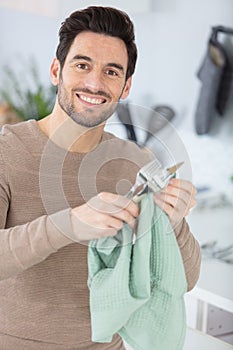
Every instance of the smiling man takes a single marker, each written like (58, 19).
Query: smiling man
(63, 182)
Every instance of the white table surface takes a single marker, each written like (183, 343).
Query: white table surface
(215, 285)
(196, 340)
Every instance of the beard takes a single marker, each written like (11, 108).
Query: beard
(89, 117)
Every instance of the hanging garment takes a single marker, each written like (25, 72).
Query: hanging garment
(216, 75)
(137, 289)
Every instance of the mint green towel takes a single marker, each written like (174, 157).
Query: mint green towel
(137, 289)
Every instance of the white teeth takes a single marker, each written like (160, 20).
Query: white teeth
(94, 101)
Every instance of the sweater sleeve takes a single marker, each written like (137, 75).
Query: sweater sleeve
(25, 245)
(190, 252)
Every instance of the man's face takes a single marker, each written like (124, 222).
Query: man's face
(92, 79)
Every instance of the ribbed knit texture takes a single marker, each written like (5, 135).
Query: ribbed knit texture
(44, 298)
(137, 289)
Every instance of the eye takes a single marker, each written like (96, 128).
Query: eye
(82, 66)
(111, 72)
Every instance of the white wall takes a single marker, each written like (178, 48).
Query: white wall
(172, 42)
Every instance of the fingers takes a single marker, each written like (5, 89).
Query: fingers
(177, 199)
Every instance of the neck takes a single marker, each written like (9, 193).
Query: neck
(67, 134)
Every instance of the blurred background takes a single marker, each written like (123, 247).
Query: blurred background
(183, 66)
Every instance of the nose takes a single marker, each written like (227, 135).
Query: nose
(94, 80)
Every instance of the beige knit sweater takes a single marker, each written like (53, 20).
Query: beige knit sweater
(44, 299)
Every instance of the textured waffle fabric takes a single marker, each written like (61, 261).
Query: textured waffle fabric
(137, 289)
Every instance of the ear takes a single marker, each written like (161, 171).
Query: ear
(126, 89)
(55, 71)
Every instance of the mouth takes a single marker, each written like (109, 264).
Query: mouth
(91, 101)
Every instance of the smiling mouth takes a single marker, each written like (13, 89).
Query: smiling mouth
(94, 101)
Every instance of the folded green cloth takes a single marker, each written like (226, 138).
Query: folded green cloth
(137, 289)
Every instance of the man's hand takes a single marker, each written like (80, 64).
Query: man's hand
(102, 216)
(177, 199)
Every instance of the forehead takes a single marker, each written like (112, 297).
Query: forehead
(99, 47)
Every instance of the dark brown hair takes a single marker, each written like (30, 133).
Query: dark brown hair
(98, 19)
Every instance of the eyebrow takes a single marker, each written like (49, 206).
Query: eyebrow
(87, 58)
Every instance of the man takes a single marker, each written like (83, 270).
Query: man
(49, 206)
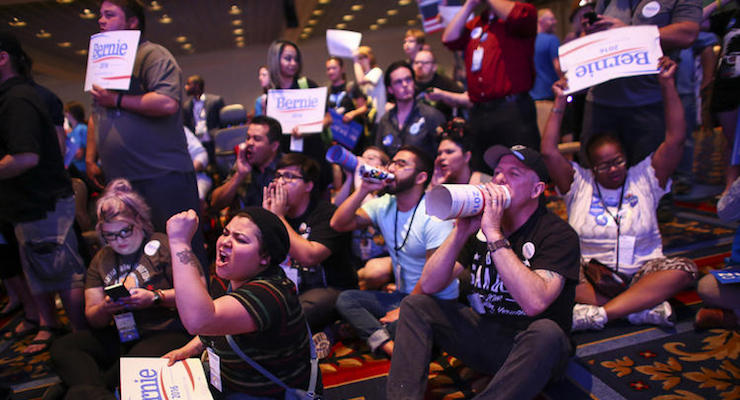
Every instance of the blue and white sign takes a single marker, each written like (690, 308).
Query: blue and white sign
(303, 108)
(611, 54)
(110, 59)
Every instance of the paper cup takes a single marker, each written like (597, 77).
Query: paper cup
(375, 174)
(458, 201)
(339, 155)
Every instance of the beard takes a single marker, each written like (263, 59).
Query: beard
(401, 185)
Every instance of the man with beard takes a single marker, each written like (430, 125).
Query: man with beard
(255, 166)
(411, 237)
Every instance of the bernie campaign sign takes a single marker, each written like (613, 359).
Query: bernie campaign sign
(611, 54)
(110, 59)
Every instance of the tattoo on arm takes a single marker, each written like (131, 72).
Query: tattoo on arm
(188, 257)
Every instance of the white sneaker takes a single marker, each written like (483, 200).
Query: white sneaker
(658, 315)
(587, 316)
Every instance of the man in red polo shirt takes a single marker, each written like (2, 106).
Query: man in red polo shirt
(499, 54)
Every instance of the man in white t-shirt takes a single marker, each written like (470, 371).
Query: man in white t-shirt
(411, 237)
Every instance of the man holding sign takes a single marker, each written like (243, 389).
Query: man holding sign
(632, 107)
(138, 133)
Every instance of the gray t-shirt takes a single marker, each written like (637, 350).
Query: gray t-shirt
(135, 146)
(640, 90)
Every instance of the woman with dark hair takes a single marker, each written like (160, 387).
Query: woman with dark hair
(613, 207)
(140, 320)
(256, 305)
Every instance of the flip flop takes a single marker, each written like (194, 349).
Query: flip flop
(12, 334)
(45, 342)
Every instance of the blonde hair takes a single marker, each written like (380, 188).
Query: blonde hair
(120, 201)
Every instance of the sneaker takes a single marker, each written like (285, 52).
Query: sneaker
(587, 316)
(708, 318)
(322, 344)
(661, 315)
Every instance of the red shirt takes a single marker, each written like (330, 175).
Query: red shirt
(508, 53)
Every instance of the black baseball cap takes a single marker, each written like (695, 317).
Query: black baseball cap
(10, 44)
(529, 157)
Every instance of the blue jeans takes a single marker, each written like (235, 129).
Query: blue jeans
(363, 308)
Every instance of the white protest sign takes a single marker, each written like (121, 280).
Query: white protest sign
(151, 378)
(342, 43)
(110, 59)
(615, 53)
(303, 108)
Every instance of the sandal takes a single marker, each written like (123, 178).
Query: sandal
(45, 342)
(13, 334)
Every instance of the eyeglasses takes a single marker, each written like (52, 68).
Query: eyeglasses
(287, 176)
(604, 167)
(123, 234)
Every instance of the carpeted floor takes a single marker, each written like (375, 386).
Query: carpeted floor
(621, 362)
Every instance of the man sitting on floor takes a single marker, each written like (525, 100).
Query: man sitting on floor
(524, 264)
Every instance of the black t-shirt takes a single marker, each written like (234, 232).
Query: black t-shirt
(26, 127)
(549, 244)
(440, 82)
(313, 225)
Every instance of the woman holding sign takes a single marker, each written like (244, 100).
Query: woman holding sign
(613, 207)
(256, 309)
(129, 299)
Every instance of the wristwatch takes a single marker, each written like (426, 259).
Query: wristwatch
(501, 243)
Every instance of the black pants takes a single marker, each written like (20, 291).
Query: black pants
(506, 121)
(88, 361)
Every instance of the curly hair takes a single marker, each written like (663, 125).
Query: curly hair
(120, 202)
◇ ◇ ◇ ◇
● Your objective:
Go through the data above and print exactly the lines from its first line through the line holding "Every instance of the sweater", both included, leaving pictures aside.

● Expected output:
Every instance of the smiling man takes a single marker, each written like (58, 19).
Query: smiling man
(63, 182)
Every instance of the white table surface takes a single marker, each written like (183, 343).
Query: white table surface
(215, 285)
(196, 340)
Every instance of the beard takes a single marker, each written like (11, 108).
Query: beard
(89, 117)
Every instance of the hanging garment takes a single marker, each written like (25, 72).
Query: hanging garment
(216, 75)
(137, 289)
Every instance of the mint green towel takes a single marker, each written like (174, 157).
Query: mint green towel
(137, 289)
Every instance of the white teeth takes a single marker, each written like (160, 20).
Query: white teeth
(94, 101)
Every instance of the sweater sleeve takes a single marker, each written like (137, 75).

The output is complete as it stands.